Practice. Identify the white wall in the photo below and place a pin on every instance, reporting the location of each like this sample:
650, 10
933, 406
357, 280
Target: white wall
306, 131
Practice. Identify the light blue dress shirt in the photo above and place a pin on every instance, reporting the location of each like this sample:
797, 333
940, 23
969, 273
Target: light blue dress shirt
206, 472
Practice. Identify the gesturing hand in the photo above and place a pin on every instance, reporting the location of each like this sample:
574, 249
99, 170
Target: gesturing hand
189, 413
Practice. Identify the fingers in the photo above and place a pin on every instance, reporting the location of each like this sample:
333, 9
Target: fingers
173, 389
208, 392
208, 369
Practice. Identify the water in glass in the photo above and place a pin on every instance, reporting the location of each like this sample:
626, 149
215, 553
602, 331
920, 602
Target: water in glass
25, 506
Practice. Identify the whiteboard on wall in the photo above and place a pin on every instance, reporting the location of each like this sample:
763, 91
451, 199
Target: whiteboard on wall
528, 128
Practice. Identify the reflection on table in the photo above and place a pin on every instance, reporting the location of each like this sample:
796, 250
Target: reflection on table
***
PROBLEM: Update the records so that "place a pin" becomes "put a marker" everywhere it appears, and write the lines out again with nothing else changed.

THE RESULT:
Practice. Identify the white wall in the photo below and put a marker on every instance, reporting the location of each like this sample:
650, 10
933, 406
357, 280
Target: white wall
306, 131
Practice. Identify the light blue dress shirt in the photo above and put a marker on every instance, reporting the location of each like this sample:
797, 333
940, 23
969, 273
Target: light blue dress shirt
206, 472
Practice. Identify the gesturing hand in the photo above and put a marker on every instance, reporting the location of each like this sample:
574, 249
99, 170
Target: gesturing hand
189, 413
Practice. Identify the fingers in the photo above and put a marker on every instance, reporting the location of each like this sample:
333, 9
Target: fingers
173, 389
208, 392
208, 369
Practice. Identify the water in glass in the photo above and put a marker on every instance, reporting the location of each like this sample:
626, 149
215, 553
602, 331
920, 602
Target: water in glass
25, 506
Practice. Identify the whiteboard on wall in the photo above and put a marker on every instance, reporting the location of each like this sample:
763, 91
451, 199
Target: whiteboard on wall
528, 128
Practice. Identify the reflection on table in the photo above and put a marker on every instance, reporting the location of each like this sample:
796, 250
Target: reflection on table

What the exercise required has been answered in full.